• **Set problem**: Sift through the data below and copy out every line that contains the word "background".

• **Provided records**:
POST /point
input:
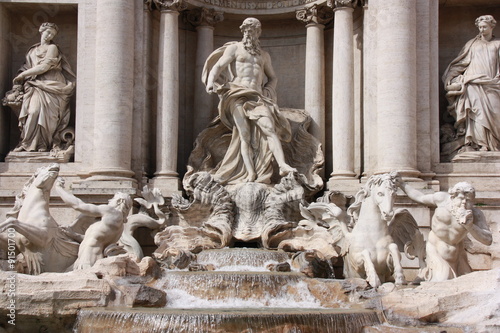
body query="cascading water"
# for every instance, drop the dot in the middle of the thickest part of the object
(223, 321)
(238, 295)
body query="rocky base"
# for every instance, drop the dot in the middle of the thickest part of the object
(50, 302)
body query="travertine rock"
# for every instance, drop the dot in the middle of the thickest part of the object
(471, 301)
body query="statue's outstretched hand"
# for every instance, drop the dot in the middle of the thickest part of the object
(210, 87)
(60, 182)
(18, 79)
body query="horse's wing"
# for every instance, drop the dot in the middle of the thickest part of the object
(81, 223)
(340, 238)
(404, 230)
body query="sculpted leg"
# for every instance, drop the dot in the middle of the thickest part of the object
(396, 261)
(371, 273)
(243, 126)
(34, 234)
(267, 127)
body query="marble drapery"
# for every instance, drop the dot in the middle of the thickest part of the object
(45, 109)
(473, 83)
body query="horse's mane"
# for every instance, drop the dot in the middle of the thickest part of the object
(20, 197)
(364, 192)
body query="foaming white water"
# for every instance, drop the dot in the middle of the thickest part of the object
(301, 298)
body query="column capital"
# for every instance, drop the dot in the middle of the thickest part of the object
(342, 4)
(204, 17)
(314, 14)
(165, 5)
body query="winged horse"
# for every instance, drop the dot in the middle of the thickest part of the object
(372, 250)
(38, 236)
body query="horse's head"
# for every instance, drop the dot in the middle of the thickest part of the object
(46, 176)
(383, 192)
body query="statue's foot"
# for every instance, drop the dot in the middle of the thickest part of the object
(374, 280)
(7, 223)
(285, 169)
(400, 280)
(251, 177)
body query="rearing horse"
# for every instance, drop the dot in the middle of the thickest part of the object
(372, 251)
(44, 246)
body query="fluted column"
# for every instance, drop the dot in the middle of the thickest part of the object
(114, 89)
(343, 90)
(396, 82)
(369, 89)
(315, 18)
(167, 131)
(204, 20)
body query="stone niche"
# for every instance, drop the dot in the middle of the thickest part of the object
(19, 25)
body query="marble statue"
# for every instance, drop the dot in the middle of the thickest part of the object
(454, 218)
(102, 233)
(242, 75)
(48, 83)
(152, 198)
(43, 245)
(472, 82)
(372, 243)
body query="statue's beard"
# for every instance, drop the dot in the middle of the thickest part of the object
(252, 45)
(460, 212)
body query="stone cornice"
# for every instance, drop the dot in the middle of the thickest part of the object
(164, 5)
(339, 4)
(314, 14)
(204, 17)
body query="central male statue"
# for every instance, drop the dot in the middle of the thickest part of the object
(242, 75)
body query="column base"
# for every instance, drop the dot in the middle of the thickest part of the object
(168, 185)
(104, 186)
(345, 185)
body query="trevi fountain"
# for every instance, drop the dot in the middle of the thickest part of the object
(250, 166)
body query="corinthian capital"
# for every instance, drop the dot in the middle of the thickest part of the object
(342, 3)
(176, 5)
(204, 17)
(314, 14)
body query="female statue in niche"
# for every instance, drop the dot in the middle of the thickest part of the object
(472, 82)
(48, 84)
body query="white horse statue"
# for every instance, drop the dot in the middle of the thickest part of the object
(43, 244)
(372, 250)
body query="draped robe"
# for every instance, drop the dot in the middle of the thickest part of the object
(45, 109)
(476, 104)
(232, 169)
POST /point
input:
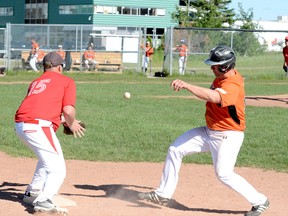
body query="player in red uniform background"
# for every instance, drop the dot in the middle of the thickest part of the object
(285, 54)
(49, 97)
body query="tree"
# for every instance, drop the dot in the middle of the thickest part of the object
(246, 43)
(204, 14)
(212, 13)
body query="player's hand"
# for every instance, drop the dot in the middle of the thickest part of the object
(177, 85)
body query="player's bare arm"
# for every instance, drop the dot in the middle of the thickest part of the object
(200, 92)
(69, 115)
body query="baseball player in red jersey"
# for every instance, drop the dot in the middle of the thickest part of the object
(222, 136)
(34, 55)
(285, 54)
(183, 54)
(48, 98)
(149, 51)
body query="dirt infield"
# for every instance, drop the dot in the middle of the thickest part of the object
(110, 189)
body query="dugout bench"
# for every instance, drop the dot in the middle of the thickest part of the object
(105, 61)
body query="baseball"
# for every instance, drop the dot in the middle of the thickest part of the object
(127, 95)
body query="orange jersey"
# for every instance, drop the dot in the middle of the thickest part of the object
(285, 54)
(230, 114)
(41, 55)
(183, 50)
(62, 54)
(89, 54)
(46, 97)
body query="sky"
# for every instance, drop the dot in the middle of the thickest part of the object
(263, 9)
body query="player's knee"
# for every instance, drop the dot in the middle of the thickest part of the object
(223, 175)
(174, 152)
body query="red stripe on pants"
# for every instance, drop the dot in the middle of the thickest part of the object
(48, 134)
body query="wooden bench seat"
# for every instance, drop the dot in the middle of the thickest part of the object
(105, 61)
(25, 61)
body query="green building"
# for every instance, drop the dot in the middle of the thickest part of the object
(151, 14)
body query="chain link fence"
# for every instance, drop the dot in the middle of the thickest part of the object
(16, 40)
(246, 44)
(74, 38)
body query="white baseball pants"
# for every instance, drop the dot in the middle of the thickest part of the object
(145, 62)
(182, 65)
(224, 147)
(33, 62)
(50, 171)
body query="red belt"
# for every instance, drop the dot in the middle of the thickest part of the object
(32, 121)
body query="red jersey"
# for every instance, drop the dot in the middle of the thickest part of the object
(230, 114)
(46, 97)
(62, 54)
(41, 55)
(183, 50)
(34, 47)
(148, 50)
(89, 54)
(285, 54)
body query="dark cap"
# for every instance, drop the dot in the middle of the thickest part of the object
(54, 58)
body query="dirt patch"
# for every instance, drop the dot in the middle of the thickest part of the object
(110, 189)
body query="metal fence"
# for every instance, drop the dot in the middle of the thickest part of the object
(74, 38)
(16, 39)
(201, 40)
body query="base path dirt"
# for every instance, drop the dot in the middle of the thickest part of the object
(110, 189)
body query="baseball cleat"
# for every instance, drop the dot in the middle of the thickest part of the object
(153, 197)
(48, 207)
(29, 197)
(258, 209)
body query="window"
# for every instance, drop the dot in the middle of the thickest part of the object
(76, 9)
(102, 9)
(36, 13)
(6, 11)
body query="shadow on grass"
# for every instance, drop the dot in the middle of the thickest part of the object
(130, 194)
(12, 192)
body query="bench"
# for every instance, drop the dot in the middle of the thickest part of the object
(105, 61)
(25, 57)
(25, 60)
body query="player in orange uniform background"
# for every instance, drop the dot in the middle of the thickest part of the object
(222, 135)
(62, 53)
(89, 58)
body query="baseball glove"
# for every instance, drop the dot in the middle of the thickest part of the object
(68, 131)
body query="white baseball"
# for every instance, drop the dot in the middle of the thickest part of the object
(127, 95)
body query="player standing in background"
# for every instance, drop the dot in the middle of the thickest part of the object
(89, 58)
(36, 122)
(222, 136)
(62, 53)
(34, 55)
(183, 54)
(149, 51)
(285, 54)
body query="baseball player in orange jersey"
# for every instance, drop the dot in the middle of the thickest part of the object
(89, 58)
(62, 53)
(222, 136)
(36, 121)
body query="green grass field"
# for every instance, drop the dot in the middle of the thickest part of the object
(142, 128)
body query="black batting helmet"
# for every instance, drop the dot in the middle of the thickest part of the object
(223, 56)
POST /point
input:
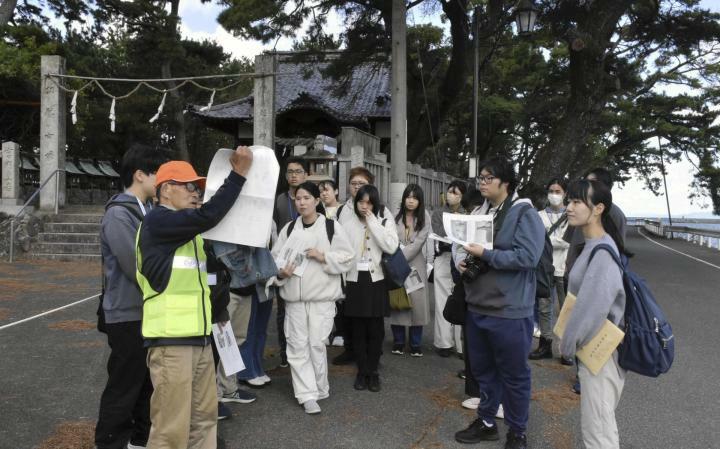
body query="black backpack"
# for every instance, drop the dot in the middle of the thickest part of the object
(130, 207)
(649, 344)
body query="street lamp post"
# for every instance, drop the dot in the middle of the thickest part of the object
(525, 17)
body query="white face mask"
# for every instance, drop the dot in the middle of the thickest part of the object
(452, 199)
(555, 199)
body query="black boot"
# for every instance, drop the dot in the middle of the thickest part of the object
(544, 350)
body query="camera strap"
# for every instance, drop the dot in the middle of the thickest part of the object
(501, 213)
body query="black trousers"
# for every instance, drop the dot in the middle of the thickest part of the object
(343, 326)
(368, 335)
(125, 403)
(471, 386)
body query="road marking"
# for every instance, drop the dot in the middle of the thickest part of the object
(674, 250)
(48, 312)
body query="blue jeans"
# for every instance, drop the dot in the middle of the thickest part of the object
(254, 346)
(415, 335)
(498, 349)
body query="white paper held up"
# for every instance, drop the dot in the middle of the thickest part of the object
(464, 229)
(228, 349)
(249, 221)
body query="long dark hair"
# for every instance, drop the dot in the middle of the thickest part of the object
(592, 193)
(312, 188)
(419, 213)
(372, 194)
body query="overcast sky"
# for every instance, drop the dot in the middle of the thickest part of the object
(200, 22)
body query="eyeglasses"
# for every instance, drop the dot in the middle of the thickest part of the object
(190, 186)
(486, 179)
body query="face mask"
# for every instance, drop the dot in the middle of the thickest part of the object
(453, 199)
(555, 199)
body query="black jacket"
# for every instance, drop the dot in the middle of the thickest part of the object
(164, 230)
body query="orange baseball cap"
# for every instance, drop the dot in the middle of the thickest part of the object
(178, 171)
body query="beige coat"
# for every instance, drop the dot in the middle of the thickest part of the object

• **Output**:
body query="player in red uniform background"
body query="player in orange uniform background"
body query="player standing in background"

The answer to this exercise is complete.